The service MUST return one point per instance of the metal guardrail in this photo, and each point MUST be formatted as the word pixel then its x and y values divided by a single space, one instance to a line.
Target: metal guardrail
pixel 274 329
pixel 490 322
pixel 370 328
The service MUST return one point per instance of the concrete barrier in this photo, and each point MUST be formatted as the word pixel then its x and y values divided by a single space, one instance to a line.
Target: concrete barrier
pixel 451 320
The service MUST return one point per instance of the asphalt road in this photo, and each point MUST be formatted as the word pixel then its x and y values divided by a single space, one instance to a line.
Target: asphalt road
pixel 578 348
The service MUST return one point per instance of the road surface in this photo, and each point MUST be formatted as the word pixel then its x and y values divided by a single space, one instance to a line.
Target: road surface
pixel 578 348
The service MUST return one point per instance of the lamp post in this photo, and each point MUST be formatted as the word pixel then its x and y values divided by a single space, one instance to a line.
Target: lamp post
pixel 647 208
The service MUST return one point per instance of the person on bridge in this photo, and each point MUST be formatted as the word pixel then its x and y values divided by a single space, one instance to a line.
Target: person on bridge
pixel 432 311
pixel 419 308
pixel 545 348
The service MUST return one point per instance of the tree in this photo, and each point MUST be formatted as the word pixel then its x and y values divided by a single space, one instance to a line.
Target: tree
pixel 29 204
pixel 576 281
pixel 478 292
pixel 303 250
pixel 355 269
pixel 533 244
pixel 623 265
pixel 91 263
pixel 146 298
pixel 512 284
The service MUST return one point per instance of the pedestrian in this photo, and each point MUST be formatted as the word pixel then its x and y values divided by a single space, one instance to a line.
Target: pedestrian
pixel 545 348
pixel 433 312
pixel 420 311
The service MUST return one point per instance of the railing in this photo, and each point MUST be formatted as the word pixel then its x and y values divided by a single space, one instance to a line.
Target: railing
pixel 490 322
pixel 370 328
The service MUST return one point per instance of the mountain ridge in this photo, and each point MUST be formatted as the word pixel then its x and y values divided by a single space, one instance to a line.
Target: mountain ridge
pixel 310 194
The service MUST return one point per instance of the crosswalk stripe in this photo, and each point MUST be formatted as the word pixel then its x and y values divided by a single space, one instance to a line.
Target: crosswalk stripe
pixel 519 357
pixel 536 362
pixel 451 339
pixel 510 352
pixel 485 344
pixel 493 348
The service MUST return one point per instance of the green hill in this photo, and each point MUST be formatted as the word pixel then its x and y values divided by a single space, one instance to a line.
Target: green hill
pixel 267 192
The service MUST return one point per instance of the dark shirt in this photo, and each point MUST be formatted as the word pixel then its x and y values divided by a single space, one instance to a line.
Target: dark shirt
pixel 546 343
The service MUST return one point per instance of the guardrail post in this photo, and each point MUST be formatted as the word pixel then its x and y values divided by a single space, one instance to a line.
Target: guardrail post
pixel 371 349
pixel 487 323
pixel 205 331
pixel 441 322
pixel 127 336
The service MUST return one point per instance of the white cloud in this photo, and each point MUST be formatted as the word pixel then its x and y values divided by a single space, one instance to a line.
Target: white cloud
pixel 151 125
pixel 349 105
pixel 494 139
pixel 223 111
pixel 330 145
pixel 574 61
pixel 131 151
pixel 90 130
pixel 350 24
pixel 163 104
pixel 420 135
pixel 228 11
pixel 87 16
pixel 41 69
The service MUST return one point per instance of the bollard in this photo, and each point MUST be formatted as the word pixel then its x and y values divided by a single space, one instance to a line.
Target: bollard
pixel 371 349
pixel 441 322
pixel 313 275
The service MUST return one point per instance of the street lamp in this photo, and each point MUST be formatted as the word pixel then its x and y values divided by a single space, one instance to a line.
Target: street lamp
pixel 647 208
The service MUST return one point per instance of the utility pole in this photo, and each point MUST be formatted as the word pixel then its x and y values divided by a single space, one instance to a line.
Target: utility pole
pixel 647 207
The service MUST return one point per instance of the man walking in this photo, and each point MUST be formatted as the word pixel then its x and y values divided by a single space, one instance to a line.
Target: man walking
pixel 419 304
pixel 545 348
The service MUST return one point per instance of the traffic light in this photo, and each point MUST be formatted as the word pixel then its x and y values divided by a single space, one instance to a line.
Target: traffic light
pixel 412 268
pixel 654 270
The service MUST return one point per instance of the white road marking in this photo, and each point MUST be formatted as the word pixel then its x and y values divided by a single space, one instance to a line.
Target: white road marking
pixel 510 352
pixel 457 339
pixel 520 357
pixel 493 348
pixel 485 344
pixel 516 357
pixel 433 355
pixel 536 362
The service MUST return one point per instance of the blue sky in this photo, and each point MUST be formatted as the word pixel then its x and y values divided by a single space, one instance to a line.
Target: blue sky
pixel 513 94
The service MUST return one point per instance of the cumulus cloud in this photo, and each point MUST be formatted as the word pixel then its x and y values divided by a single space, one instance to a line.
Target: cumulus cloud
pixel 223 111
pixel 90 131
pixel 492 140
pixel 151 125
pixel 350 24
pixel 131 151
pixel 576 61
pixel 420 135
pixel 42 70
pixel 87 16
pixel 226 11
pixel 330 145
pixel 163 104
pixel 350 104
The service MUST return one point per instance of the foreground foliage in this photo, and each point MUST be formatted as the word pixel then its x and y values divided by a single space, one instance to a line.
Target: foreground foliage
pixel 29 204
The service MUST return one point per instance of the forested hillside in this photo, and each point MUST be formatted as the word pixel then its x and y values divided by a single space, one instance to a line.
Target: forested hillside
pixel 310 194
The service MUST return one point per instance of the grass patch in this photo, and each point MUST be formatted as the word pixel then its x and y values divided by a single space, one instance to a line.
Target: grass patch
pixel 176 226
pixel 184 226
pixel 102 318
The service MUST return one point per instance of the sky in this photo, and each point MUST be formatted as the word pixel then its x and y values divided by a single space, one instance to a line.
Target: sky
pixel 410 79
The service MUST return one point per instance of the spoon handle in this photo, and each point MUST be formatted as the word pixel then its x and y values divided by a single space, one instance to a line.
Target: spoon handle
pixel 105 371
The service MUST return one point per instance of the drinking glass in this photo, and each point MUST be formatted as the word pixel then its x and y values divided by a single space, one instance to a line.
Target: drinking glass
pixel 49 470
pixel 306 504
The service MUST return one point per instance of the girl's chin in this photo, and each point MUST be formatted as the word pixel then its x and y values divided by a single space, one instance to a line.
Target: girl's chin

################

What is required:
The complete material should be output once more, word for word.

Solution to this exercise:
The service MUST return one point per instance of the metal guardrail in this photo, and each point MUST be formatted as the word pixel then its x and y values divided by a single space, one instance to a line.
Target: metal guardrail
pixel 274 329
pixel 490 322
pixel 370 328
The service MUST return one point per instance of the concrete barrier in this photo, and each point MUST be formatted as the word pixel then its x and y values divided by a single space, one instance to a line.
Target: concrete barrier
pixel 451 320
The service MUST return one point per instance of the asphalt road in this photo, and each point MUST be formatted as the word pixel then its x and y values divided by a single space, one instance to a line.
Target: asphalt road
pixel 578 348
The service MUST return one point per instance of the road surface in this photo, and each point MUST be formatted as the word pixel then its x and y values divided by a single space, one instance to a line.
Target: road surface
pixel 578 348
The service MUST return one point per instance of the lamp post in this photo, and each point MUST be formatted as the word pixel then its x and y values divided by a single space, one instance to a line.
Target: lamp post
pixel 647 208
The service MUST return one point per instance of the person on bridge in this photo, and each point MUST be formatted as the word pixel then its x and y values divided by a single space, one instance to a line.
Target: person on bridge
pixel 432 311
pixel 419 308
pixel 545 348
The service MUST return one point per instance of the tree in this photo, and each point MUST be formatted as the word pixel then its x and y values divided by a single space, one instance to a line.
Target: tree
pixel 29 204
pixel 576 281
pixel 478 292
pixel 303 250
pixel 355 269
pixel 533 244
pixel 623 265
pixel 91 263
pixel 146 298
pixel 512 284
The service MUST return one point per instance of the pedestrian in this photo, and each point MUST be formatted as the word pixel then its x and y values divided by a single space, one instance to a line.
Target: pedestrian
pixel 545 348
pixel 433 312
pixel 420 311
The service MUST return one point per instance of the railing in this photo, and each point MUST be formatted as the word pixel then its x and y values divided by a single space, one instance to a line.
Target: railing
pixel 490 322
pixel 370 328
The service MUST return one point per instance of the mountain ridge in this photo, and each point MUST be formatted as the word pixel then its x and y values divided by a single space, one instance to a line.
Target: mountain ridge
pixel 310 194
The service MUST return one point per instance of the crosswalk stripe in this photo, and each point MUST be formatted as the word pixel then its x and y values divided by a single space, one instance to a line.
Target: crosswalk stripe
pixel 519 357
pixel 536 362
pixel 451 339
pixel 510 352
pixel 485 344
pixel 493 348
The service MUST return one point per instance of the green hill in this photo, and each point MUST be formatted as the word pixel then its x and y values divided by a single space, one instance to a line.
Target: green hill
pixel 267 192
The service MUST return one point per instance of the dark shirt in this photo, and each point MUST be formatted as the word pixel then its x and y values divided by a single space, one instance to a line.
Target: dark shirt
pixel 546 343
The service MUST return one point per instance of the guardrail post in this photo, and each point MUST be formatted as the word pixel then its x and y values divided by a single space, one instance to a line.
Target: guardrail post
pixel 371 349
pixel 487 323
pixel 205 331
pixel 441 322
pixel 127 336
The service MUST return one point per instance of the white cloud in this photo, and each point MUST be formatted as the word pixel then its x and y values divided by a single space, one instance to a line.
Target: white cloud
pixel 151 125
pixel 349 105
pixel 494 139
pixel 223 111
pixel 330 145
pixel 574 61
pixel 131 151
pixel 90 130
pixel 350 24
pixel 163 104
pixel 420 135
pixel 228 11
pixel 87 16
pixel 41 69
The service MUST return one point per instance of the bollard in this photo, and each point MUST be formatted as the word pixel then its x and y values divided by a single space, one instance to a line.
Target: bollard
pixel 371 349
pixel 441 322
pixel 313 275
The service MUST return one point per instance of the street lamp in this photo, and each point MUST be formatted as the word pixel then its x and y values divided by a single space, one instance to a line.
Target: street lamp
pixel 647 208
The service MUST return one point per instance of the utility pole in this photo, and each point MUST be formatted as the word pixel then its x and y values divided by a single space, one instance to a line.
Target: utility pole
pixel 647 207
The service MUST return one point per instance of the man walking in this photo, and each point MUST be formatted as the word pixel then its x and y values divided by a single space, one instance to a line.
Target: man walking
pixel 419 304
pixel 545 348
The service MUST return one point per instance of the traffic light in this photo, and each point MUST be formatted as the word pixel then its x and y values divided by a single space, one instance to a line.
Target: traffic light
pixel 412 268
pixel 654 270
The service MUST return one point per instance of the white road marking in this photo, and each point MUST be formatted as the word pixel then its x and y values divided by a single space, one instance to a line.
Target: white road marking
pixel 510 352
pixel 457 339
pixel 520 357
pixel 493 348
pixel 485 344
pixel 516 357
pixel 433 355
pixel 536 362
The service MUST return one point per instance of the blue sky in this photo, and each point MUST be formatted as the word pixel then its x and y values divided by a single space, one instance to a line.
Target: blue sky
pixel 513 94
The service MUST return one point per instance of the cumulus cloud in this photo, and each point MUST be formatted as the word pixel then its x and y values divided by a single space, one instance to a line.
Target: cumulus cloud
pixel 223 111
pixel 90 131
pixel 492 140
pixel 151 125
pixel 350 24
pixel 131 151
pixel 576 61
pixel 420 135
pixel 42 70
pixel 87 16
pixel 226 11
pixel 330 145
pixel 163 104
pixel 350 104
The service MUST return one point per instance of the foreground foliage in this photo, and each point MUST be formatted as the word pixel then its x and y values divided by a single space, one instance to a line.
Target: foreground foliage
pixel 29 204
The service MUST return one point per instance of the forested hillside in this photo, and each point MUST be formatted as the word pixel then its x and y values divided by a single space, one instance to a line.
Target: forested hillside
pixel 310 194
The service MUST return one point per instance of the grass patch in this photo, and each point MUST be formatted as the word pixel then its x and y values divided by a single space, one instance to a line.
Target: grass patch
pixel 176 226
pixel 184 226
pixel 102 318
The service MUST return one point per instance of the sky in this photo, and each point MUST be formatted as the word pixel then its x and y values divided by a single space, one instance to a line.
Target: sky
pixel 410 79
The service MUST return one point per instance of the spoon handle in this photo, and each point MUST be formatted as the word pixel then its x and y values divided by a single space, one instance to a line.
Target: spoon handle
pixel 105 371
The service MUST return one point per instance of the drinking glass in this photo, and each point MUST be formatted as the word pixel then its x and y values divided by a single space, one instance to a line.
Target: drinking glass
pixel 49 470
pixel 306 504
The service MUST return one point per instance of the girl's chin in this photo, and each point MUST be formatted as the word pixel then its x and y values divided by a single space, one instance to a line.
Target: girl's chin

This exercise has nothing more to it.